> [Do this]:
Shift every x and y coordinate in the answer lists up by 68, leaving the other lines unchanged, and write out all lines between the ones holding "TARGET: white petal" and "[(512, 389)]", inclusive. Give only those rows.

> [Material shown]:
==*==

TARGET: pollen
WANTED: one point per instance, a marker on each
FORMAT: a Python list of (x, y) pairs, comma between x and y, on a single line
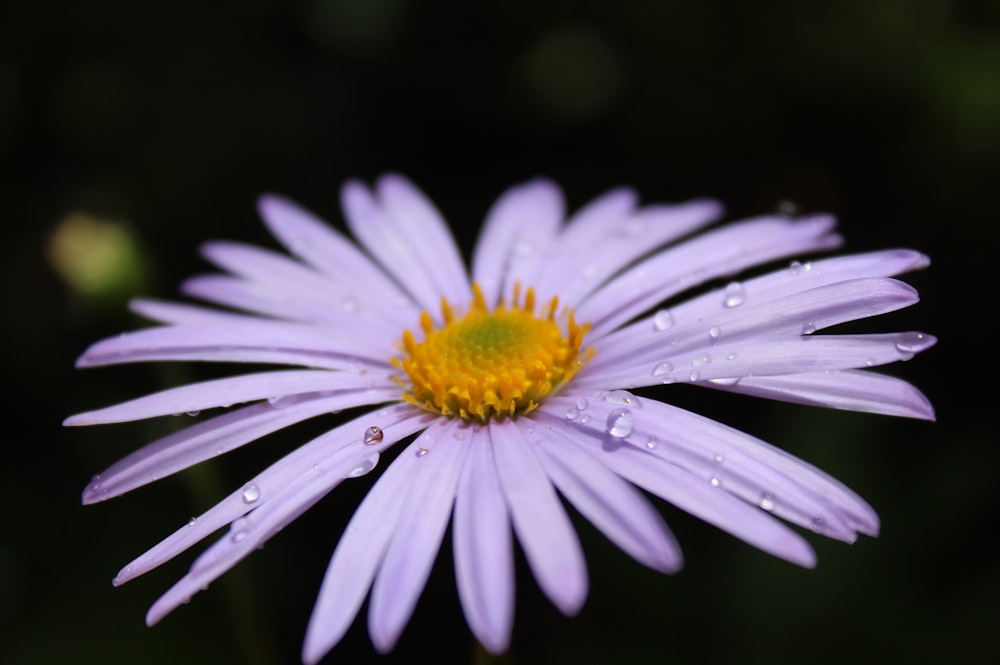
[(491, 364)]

==*==

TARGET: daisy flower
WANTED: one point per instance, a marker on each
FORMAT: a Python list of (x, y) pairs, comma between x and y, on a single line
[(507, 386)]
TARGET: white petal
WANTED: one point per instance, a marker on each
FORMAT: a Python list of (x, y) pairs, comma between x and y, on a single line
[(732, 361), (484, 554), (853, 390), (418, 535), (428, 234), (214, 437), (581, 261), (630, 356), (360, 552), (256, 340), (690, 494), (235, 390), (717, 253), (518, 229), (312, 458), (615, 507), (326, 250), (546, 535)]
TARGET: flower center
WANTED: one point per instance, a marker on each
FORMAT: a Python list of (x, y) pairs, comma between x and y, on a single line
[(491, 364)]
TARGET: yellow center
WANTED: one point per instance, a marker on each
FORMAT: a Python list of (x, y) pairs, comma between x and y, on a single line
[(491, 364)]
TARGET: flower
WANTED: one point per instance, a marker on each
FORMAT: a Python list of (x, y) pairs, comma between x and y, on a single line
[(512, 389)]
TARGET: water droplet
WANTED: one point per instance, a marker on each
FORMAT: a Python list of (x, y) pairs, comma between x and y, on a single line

==*==

> [Exercise solution]:
TARGET: white petal
WANTED: one point per instance, a marker on each
FORMAT: a Python list of (x, y) pairs, comma between x and y, on a single line
[(800, 429), (552, 622), (921, 458), (486, 603), (496, 302), (282, 505), (649, 329), (698, 424), (428, 620), (324, 408), (758, 562), (303, 458), (785, 321), (586, 297), (380, 526), (683, 575), (394, 318), (614, 603)]
TARGET: flower center
WANTED: one point per instance, a marker on each
FORMAT: a Python list of (x, y) pairs, comma between x and y, on a single line
[(559, 432)]
TARGET: yellow center
WANTED: one point per instance, a marker on each
FORMAT: a Python list of (x, y) pairs, comma between x and y, on a single line
[(559, 432)]
TARGET: flower
WANTED: one point per instance, a marker on each
FORMAT: a Python list of (x, y) pairs, comma between x and y, on a single line
[(580, 457)]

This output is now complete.